** Page text follows **

German doctors say a “complete recovery is possible” but added that it “remains too early to gauge the potential long-term effects of his severe poisoning”.

‘Guinea pig’

Mr Navalny said he is keeping an open mind on his recovery chances and feels like a “guinea pig”.

“There aren’t many people you can observe who are still alive after being poisoned with a nerve agent,” he said.

In the magazine he described the moment when the poison – identified by German doctors as a Novichok nerve agent – began to affect him on the plane.

“But you know you’re dying, and I mean right now, though nothing hurts,” he said. “You just think: this is the end . . . it attacks your nervous system, an overload that breaks you.”

The politician expressed his gratitude “to all Germans” for their support, saying it was the intervention of German doctors and politicians who saved his life.

One of his few visitors, he said, was chancellor Angela Merkel, who left him “impressed” by her detailed knowledge of Russia.

While he was still in an artificial coma, the German leader said she was “appalled” at the attack, which undermined “all the basic values and the fundamental rights that we espouse”.

** End of Page text **
** Supplied data follows **

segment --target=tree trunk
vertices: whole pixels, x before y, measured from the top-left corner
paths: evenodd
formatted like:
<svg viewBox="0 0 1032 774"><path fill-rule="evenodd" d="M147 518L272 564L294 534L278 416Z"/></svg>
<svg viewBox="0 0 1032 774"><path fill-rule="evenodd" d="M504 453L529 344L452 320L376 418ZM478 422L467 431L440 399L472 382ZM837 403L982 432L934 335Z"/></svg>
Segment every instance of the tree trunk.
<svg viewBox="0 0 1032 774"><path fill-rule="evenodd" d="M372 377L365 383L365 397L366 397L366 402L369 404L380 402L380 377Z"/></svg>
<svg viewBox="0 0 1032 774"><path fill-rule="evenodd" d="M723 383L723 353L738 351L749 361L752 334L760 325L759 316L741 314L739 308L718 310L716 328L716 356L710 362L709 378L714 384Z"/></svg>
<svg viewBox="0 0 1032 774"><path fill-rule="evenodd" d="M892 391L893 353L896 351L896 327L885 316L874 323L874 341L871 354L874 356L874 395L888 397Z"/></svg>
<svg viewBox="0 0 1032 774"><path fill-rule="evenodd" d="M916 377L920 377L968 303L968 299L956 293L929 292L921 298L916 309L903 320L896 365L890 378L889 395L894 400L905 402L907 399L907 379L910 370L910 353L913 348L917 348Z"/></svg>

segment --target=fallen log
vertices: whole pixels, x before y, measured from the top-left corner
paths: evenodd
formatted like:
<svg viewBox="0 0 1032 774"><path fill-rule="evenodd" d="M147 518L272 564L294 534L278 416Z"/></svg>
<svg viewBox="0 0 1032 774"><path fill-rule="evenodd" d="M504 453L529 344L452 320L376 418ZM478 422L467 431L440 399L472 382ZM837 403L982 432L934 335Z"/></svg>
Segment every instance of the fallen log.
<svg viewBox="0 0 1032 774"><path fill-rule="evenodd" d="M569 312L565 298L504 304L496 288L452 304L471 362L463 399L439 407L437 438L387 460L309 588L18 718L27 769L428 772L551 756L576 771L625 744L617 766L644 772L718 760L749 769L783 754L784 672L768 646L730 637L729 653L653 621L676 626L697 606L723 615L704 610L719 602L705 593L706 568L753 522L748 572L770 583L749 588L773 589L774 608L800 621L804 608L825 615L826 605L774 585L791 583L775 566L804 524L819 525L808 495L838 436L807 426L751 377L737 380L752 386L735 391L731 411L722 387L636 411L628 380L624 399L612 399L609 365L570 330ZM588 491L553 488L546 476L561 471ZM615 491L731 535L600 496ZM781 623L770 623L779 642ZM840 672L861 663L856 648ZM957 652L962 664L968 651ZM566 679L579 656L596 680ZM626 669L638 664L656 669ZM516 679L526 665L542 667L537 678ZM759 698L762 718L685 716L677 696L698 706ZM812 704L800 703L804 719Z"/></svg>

** End of Supplied data **

#### Task set
a – In the article about Navalny, what did German doctors identify the poison as?
b – Translate this sentence from the article about Navalny into Spanish: Mr Navalny said he is keeping an open mind on his recovery chances and feels like a “guinea pig”.

#### List of answers
a – A Novichok nerve agent.

b – El Sr. Navalny dijo que mantiene una mente abierta sobre sus posibilidades de recuperación y que se siente como un «conejillo de Indias».